■ Dataset extract:

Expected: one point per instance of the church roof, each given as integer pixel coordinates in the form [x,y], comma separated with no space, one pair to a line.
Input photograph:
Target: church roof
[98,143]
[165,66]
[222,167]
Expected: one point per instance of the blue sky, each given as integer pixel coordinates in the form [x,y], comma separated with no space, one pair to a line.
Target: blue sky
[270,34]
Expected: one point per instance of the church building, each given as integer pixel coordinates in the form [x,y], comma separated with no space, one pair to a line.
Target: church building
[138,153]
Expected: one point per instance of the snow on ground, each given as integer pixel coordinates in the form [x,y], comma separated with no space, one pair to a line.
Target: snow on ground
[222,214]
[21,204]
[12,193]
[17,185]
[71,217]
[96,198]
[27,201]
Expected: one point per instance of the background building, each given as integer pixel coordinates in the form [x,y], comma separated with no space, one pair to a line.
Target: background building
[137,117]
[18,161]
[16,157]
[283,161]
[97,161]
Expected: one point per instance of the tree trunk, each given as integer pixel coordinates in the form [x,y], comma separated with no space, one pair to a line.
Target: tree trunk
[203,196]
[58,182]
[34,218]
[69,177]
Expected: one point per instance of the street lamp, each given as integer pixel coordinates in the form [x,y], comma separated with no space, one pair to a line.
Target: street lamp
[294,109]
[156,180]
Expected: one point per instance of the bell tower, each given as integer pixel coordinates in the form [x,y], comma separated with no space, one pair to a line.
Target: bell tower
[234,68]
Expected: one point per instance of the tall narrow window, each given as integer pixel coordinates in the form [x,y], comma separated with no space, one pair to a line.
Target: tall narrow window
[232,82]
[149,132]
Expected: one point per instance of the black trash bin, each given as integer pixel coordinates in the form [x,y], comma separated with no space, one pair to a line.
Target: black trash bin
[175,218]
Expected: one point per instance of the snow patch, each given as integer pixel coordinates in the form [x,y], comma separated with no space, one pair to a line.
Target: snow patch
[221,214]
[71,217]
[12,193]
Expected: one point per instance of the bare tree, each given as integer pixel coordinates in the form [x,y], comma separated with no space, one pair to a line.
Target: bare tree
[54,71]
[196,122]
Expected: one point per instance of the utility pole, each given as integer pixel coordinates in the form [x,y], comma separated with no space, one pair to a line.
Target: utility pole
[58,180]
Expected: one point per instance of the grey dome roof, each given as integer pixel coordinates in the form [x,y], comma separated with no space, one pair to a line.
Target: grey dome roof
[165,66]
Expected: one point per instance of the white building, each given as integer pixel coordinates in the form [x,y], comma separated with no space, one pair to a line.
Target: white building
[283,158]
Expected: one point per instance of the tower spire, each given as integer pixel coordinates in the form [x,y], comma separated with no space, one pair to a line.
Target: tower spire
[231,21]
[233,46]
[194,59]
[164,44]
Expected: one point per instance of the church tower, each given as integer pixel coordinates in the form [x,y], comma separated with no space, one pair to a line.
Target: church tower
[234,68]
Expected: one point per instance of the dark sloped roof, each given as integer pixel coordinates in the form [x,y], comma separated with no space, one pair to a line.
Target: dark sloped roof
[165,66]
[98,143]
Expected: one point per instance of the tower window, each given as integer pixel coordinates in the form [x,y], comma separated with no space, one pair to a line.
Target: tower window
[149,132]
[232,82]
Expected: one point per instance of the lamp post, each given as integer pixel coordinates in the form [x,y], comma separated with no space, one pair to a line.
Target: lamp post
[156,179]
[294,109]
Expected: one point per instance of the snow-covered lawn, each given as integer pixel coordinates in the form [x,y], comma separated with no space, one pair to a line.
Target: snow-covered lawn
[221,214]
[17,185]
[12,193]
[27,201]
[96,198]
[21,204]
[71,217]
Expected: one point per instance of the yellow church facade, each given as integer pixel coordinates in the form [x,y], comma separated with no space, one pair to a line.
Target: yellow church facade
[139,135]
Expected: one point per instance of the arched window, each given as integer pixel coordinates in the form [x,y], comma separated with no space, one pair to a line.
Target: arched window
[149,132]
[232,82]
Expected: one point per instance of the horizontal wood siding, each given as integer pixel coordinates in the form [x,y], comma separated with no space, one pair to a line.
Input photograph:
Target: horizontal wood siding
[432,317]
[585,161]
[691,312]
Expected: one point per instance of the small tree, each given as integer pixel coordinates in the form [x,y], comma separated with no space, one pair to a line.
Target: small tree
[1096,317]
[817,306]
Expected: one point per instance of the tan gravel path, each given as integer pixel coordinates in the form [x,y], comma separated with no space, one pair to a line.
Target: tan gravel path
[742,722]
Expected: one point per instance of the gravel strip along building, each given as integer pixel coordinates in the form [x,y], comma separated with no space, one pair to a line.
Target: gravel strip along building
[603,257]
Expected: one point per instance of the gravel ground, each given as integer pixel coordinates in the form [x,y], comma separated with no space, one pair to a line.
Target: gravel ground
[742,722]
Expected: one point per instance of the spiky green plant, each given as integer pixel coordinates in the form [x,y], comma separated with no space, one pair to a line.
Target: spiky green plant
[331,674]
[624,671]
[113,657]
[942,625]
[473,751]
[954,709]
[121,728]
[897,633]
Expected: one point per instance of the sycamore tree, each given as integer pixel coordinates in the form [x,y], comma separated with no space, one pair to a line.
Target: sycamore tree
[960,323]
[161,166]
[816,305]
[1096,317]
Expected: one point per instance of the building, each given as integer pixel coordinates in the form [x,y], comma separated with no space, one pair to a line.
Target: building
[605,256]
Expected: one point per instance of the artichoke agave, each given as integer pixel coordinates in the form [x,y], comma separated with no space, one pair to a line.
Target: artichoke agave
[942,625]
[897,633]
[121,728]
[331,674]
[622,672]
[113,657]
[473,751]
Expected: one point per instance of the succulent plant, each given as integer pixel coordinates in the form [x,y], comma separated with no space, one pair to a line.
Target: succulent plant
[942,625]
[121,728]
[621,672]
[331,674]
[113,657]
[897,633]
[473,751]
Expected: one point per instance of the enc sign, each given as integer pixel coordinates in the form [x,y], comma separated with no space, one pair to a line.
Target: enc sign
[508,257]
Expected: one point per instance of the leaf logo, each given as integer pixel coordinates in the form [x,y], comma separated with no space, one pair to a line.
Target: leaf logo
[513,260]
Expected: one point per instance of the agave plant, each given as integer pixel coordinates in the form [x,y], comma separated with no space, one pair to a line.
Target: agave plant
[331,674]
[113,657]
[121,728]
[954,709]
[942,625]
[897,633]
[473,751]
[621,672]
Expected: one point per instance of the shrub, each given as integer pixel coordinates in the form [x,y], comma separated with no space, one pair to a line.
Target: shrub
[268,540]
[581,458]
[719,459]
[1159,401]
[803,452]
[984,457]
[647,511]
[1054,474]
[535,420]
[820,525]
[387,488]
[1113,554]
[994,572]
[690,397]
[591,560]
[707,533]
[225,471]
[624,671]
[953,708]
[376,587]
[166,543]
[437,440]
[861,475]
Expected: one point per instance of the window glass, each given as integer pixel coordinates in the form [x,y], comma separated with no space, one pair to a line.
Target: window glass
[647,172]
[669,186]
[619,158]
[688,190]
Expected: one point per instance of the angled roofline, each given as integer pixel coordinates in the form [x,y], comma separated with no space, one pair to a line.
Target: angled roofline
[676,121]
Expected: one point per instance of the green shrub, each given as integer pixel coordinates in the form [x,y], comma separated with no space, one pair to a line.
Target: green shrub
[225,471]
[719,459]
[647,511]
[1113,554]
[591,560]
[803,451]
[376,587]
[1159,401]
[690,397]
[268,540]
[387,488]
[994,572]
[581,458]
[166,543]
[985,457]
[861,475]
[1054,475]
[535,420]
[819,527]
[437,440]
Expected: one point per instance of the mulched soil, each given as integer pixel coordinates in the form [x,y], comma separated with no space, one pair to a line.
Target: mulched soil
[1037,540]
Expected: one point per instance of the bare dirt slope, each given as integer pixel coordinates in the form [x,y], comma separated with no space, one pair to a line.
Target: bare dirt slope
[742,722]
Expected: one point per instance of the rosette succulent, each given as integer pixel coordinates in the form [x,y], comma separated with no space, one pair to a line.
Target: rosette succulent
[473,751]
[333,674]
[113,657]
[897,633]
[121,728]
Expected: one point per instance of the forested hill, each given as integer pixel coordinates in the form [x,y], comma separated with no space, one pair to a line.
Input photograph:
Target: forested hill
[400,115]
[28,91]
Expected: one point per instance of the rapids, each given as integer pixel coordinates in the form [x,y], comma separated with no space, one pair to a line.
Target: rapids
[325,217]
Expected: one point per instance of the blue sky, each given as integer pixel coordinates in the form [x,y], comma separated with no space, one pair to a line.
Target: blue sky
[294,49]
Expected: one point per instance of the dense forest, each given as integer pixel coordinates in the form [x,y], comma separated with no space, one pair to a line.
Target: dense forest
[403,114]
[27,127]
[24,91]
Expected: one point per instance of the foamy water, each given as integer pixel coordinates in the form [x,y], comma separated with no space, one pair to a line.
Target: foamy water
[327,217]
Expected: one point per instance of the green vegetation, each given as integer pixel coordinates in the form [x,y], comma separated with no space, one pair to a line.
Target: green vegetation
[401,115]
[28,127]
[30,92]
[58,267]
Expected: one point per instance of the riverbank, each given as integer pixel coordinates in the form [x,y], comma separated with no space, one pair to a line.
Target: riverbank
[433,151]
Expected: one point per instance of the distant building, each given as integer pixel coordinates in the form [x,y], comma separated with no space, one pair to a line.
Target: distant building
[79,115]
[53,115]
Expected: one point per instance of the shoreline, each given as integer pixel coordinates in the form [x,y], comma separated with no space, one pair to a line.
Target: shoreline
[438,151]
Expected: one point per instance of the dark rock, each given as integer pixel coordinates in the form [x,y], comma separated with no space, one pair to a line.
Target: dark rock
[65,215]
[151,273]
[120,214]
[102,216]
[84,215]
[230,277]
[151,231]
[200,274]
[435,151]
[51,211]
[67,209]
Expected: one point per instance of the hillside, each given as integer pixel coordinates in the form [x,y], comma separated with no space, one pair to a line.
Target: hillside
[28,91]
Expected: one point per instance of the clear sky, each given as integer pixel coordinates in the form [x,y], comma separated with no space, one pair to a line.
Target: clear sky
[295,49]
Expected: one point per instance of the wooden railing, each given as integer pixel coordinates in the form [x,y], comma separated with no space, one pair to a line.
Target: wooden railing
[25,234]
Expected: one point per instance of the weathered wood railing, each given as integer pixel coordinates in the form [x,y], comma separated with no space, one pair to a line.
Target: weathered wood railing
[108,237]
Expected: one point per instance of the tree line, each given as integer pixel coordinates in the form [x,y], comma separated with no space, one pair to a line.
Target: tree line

■ What needs to be done:
After locating the line with "Expected: one point per instance of the church tower, each" in the material above, return it and each line after it exactly, ending at the line with "Expected: one point per instance of the snow-covered".

■ Solution for this problem:
Expected: one point per instance of the church tower, each given as integer pixel coordinates in the form [x,y], comma separated with no space, one pair to a line.
Target: church tower
[234,68]
Expected: one point per instance of the dark sloped roof, each given as integer pixel coordinates in the form [x,y], comma separated with no space, one pair to a line.
Target: dark sloped roof
[165,66]
[98,143]
Expected: one point per instance of the tower window, each given as integer pixel coordinates in the form [x,y], comma separated with no space, one pair to a line.
Target: tower window
[149,132]
[232,82]
Expected: one point per instance of the lamp post, each given as integer pixel coordinates in the form [x,y], comma separated with no space, one pair to a line.
Target: lamp post
[156,179]
[294,109]
Expected: one point per instance of the snow-covered lawn, each given as integer pixel coordinates in the form [x,y], comma separated with no space, one pair to a line.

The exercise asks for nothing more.